---- TEXT SHOWN
A Robert Hite twofer – sited sculptures, paintings, and photography call to each other from the Shaker Village to the Berkshire Museum.
Foreboding and hopeful are adjectives one might use to describe Living on Earth: The Work of Robert Hite, a solo show co-presented by the Berkshire Museum and Hancock Shaker Village.
The exhibit, which seeks to explore how we experience and influence the natural world, features sculpture; paintings; and photography by the artist, Robert Hite. This special partnership between the Berkshire Museum and Hancock Shaker Village is the first in what the curators hope will be a series of collaborations.
“Robert’s work provided the Hancock Shaker Village and Berkshire Museum with the perfect solo artist who fit the criteria of both of our mission statements. The community also really embraced the concept of a shared exhibit and it was an easy sell because Robert’s work is so accessible and really draws people in,” said Lesley Herzberg, Curator at Hancock Shaker Village.
--------
---- PROVIDED DATA
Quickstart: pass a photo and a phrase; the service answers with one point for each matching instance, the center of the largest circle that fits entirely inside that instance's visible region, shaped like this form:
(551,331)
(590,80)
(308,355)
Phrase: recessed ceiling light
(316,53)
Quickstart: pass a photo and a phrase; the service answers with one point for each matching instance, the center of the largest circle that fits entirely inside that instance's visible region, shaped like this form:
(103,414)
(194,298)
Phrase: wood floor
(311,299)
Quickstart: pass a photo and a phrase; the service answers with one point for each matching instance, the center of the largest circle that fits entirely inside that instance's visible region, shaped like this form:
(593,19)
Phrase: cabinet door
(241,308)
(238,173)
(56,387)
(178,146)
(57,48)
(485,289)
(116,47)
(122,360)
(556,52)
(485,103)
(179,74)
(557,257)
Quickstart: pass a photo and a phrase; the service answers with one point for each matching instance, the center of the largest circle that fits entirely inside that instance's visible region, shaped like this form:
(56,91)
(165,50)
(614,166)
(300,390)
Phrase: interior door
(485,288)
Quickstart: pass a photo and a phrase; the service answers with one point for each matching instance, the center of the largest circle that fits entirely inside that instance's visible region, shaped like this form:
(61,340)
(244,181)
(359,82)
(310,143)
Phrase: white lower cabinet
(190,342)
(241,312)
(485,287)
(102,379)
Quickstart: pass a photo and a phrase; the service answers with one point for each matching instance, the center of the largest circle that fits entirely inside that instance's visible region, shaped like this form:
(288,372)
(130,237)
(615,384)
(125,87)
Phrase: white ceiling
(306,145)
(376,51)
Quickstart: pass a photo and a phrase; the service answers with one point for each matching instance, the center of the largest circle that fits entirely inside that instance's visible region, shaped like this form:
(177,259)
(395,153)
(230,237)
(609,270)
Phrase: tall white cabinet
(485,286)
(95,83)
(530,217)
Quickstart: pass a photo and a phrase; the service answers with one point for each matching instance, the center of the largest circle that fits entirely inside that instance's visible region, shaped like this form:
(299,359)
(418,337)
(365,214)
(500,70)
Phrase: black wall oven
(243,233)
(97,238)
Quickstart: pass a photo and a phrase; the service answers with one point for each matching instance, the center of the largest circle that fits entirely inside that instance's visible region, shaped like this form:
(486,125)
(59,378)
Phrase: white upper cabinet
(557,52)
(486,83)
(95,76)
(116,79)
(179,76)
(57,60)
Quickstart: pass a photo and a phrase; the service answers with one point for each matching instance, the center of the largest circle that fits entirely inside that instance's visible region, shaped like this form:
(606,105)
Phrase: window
--------
### [GOAL]
In the article about the Robert Hite exhibit, why did Lesley Herzberg say the shared exhibit was an easy sell? Answer in one to three sentences.

### [COMPLETE OUTPUT]
She said it was an easy sell because Robert's work is so accessible and really draws people in.